Cheatham

Executive Summary

Curtis Cheatham, Weatherford International

Big shoes to fill. That is one thing I inherited from past executive editors of SPE Drilling & Completion. The last four executive editors were Rob Mitchell of Halliburton, John Mason of BP, David Curry of Baker Hughes, and Brian Tarr of Shell. Over the years, I have had the privilege of working with each of them on SPE committees. Their commitment to excellence is a key reason why our journal is so well regarded today. The task of taking over from such dedicated professionals is indeed daunting.

Fortunately for me, the technical editors (TEs) and associate editors (AEs) do the hard part--perform peer reviews of papers. We now have more TEs and AEs than ever. This is a testament to the desire of SPE members to serve and reflects recent efforts to improve the quality and timeliness of our peer reviews.

Currently, there are 126 TEs whose job is to provide thorough, high-quality, timely peer reviews of the 300+ papers submitted each year. These volunteers are selected on the basis of their expertise and desire to serve. It is an honor to be a TE, and we place great value on each one.

Our ten AEs do the heaviest lifting. As team leaders for the review of each paper, they are responsible for quality and timeliness. Their job has several facets. First, AEs invite TEs to review a paper on the basis of subject matter expertise and availability. Next, AEs ensure reviews are submitted in a timely fashion, in conformance with SPE policy guidelines for peer review, and with clear justification for the recommendation. Often, AEs review papers themselves. Their dedication and service to SPE Drilling & Completion is a major reason why they were elevated from the ranks of outstanding TEs. Without a doubt, AEs represent the backbone of our journal’s technical competence.

Congratulations to our four newest AEs: Fionn Iversen is in charge of reviews for real-time data acquisition and analysis, and automated drilling systems; Dan Stone manages reviews for drill bits and hole enlargement devices; Kaibin Qiu heads our review team in geomechanics and wellbore stability; David Kulakofsky is our journal’s guru for all things related to cementing.

In the future, I will highlight our other six outstanding AEs. The entire team is listed at http://www.spe.org/papers/pubs/DCjournal.php.

Print and Online Versions

Today, there are two choices for subscriptions to SPE Drilling & Completion: print + online for USD 70 per year, or online only for USD 45 per year. Therefore, all subscribers have access to the online version. It costs a mere USD 25 more per year to receive the print version too.

History of Print and Online Versions of SPE Drilling & Completion:

  • 1986 - Inaugural issue (print only of course)
  • 2006 - Online version is born
  • 2009 - Two-thirds of our subscribers chose print + online while the other one-third chose online only

The online journal has two important things the current print issue does not--the past and the future. Check out the online version at http://www.spe.org/ejournals/jsp/journalapp.jsp?jid=EDC&pageType=Issue and log in the same way you do for http://www.spe.org. It is available to all our subscribers. (You've already paid for it, so you might as well use it!) The archives contain every back issue through 2005. "Online First" contains papers that have been peer-reviewed, edited, and published by SPE but are waiting for inclusion in a future issue. It allows you to read new, peer-reviewed papers before they appear in the print journal or in OnePetro.

○ ○ ○ ○ ○

Requirement. Extend the executive editor's column on the SPE Drilling & Completion journal, beginning after its final sentence.

○ ○ ○ ○ ○

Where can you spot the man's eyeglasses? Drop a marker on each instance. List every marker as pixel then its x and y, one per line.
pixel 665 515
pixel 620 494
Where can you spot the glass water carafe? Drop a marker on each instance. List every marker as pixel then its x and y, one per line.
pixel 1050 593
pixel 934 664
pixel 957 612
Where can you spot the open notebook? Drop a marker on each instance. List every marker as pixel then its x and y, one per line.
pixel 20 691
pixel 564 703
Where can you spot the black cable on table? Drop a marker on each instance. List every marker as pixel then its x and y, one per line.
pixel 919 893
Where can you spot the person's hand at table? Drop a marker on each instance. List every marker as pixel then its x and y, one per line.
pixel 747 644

○ ○ ○ ○ ○

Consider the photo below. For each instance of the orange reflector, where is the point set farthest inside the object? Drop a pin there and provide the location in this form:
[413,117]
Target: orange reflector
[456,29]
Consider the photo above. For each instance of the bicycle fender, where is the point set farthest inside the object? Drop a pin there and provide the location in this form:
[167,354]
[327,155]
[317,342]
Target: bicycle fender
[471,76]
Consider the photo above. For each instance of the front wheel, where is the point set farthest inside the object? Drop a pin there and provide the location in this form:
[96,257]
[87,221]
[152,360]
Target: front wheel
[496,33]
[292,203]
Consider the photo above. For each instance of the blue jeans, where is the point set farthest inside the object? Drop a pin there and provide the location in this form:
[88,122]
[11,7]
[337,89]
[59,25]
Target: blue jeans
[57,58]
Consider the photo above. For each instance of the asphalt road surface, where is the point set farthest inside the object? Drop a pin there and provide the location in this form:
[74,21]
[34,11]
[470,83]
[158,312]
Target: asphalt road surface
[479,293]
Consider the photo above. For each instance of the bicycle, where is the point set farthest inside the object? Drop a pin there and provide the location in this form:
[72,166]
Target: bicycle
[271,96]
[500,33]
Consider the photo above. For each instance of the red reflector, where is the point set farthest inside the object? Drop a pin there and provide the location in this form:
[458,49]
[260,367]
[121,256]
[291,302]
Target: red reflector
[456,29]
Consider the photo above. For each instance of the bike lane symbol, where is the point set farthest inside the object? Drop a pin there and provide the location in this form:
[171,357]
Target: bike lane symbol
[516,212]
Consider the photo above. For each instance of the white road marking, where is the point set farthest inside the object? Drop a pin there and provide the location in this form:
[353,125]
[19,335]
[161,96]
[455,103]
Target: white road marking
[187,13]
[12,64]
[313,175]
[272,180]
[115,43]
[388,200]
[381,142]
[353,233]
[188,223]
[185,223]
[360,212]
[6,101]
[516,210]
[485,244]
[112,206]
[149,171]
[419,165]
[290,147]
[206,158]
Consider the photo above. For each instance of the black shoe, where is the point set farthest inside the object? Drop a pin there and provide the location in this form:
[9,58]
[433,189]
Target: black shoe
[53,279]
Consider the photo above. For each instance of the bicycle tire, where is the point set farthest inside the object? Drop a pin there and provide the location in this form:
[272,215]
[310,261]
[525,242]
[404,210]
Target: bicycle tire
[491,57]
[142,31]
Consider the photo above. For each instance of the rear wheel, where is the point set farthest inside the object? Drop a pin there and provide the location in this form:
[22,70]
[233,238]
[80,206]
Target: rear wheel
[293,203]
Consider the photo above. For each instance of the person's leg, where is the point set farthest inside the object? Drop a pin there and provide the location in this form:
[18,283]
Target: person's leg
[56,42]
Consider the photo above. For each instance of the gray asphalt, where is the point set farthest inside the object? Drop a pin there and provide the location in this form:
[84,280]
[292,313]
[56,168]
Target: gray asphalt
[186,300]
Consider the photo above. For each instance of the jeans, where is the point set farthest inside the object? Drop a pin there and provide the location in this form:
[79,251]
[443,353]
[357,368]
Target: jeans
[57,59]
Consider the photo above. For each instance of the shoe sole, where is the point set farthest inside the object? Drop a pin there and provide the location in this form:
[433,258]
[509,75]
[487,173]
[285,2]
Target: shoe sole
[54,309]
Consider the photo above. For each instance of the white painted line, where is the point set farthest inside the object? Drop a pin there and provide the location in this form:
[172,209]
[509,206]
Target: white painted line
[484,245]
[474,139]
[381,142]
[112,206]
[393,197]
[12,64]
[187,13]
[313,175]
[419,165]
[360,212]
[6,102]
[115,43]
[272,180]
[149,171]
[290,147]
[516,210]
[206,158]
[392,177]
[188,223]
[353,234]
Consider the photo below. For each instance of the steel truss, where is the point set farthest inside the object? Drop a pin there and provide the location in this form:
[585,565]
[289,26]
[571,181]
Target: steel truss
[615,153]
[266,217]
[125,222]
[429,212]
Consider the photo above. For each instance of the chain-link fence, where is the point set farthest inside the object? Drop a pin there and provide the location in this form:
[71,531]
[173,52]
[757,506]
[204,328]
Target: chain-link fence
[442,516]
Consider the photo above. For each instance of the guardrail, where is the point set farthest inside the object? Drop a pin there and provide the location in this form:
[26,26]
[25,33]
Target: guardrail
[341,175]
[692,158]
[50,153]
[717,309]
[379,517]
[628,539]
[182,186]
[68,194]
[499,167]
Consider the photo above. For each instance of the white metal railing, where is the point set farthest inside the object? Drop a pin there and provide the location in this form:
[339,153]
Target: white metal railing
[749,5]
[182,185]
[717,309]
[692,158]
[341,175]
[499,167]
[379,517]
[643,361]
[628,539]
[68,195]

○ ○ ○ ○ ○

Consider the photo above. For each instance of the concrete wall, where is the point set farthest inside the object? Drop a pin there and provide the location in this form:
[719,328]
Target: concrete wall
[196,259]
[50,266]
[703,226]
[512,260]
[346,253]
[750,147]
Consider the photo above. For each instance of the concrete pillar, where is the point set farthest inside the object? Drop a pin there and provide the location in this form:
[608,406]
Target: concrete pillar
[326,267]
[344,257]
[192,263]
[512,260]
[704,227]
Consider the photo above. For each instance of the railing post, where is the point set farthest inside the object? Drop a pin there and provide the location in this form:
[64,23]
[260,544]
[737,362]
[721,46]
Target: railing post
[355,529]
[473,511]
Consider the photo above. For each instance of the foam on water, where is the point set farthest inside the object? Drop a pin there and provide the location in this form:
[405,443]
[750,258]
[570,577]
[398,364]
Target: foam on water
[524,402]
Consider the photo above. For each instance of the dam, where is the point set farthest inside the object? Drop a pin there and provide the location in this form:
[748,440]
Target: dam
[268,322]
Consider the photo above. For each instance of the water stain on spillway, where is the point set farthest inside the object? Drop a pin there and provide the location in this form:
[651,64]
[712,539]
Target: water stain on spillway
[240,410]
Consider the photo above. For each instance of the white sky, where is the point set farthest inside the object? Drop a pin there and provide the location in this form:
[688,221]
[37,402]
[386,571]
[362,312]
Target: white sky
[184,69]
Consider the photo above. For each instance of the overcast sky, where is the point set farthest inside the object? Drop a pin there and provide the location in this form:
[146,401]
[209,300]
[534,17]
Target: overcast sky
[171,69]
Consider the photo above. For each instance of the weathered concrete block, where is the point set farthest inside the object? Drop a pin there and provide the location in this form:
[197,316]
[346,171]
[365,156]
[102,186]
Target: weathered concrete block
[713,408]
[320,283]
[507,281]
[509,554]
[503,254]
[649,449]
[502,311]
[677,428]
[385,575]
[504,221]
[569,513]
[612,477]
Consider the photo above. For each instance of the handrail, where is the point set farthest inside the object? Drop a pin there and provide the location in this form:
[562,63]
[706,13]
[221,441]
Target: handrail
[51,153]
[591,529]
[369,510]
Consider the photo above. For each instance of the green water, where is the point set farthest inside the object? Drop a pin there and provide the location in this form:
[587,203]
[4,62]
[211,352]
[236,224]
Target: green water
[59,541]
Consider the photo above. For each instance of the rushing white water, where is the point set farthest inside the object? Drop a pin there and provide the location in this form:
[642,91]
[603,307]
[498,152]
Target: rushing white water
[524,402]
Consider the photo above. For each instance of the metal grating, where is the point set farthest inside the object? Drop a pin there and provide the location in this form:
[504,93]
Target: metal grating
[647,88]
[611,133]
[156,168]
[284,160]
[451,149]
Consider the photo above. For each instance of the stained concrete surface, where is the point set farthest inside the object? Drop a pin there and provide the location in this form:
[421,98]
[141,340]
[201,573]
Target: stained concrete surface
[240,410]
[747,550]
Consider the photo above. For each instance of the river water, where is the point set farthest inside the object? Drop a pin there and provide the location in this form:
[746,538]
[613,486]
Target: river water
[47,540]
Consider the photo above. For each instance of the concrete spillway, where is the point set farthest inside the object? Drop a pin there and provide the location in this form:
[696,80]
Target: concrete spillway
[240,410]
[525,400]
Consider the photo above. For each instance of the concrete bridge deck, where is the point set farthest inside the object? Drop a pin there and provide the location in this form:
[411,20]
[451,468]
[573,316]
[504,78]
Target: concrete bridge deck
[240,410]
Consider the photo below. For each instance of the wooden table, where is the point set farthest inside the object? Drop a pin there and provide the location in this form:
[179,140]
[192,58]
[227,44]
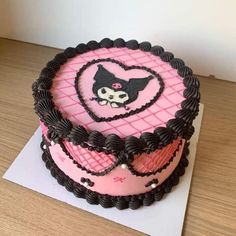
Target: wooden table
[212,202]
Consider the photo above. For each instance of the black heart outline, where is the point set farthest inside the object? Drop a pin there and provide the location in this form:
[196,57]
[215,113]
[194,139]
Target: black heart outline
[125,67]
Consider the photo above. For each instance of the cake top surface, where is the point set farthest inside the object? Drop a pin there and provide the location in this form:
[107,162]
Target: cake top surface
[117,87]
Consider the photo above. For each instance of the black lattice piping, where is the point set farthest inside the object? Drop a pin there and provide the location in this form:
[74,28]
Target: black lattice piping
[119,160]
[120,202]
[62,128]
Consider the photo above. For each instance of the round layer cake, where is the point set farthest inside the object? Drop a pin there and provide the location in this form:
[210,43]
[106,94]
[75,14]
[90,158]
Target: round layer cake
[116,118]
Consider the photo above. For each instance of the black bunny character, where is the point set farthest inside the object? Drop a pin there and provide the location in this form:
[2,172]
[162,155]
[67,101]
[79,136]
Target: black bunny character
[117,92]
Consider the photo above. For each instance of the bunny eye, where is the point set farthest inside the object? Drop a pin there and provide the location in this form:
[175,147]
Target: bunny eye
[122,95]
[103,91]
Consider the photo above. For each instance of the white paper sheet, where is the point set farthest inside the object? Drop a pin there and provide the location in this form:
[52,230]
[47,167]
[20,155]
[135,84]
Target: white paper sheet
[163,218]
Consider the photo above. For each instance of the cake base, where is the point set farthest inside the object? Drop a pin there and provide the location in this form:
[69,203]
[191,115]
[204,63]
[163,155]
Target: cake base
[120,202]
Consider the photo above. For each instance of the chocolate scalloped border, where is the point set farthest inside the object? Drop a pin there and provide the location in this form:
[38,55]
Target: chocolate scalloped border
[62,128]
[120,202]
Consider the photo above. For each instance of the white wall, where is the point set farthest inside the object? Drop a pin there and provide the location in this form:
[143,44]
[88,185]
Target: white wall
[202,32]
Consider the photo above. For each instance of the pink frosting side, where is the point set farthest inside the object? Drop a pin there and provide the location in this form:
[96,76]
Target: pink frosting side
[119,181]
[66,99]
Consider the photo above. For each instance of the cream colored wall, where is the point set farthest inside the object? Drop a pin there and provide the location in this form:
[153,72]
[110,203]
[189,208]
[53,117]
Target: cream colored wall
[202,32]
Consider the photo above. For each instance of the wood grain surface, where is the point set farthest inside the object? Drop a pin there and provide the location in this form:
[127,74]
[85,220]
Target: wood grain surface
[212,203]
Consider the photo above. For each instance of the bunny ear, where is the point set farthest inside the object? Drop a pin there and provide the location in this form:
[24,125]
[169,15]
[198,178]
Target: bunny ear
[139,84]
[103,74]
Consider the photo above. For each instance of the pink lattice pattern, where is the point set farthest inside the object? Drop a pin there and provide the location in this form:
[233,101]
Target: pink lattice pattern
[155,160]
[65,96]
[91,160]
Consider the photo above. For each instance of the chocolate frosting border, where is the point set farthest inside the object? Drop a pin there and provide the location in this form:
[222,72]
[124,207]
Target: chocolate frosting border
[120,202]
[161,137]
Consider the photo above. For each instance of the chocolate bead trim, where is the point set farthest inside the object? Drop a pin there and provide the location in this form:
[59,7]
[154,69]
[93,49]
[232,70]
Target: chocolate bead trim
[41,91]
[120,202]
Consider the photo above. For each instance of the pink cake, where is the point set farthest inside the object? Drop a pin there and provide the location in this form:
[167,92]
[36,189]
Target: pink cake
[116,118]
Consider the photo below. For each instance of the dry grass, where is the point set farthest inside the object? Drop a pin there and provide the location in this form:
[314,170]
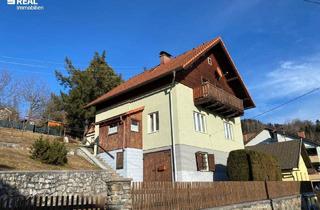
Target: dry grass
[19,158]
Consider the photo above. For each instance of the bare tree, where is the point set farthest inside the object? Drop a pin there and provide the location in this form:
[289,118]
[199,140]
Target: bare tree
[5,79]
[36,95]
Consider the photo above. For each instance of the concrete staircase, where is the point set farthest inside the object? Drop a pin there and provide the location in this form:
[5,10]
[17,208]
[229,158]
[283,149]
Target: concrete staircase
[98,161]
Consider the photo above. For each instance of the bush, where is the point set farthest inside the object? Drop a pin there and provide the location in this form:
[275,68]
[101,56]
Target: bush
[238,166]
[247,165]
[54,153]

○ ○ ○ ○ ○

Response to this task.
Maybe it is just because I am old, but the print journal is also very important to me. In the next issue, I will write more about our print and online journals. Drop me an email: cheatham@spemail.org and tell me what you like about each version and how you use them.

Now to the papers. This issue contains fourteen papers on the following topics: drilling fluid, cementing, and completions (three papers each, respectively), and mechanics of drilling at the bit, an innovative drilling method, an innovative logging method, backreaming best practices, and liner drilling (one paper each, respectively). The geographic diversity virtually encompasses the globe, with wells discussed in seven countries--Egypt, Canada, Saudi Arabia, Indonesia, Brazil, Australia, and Trinidad.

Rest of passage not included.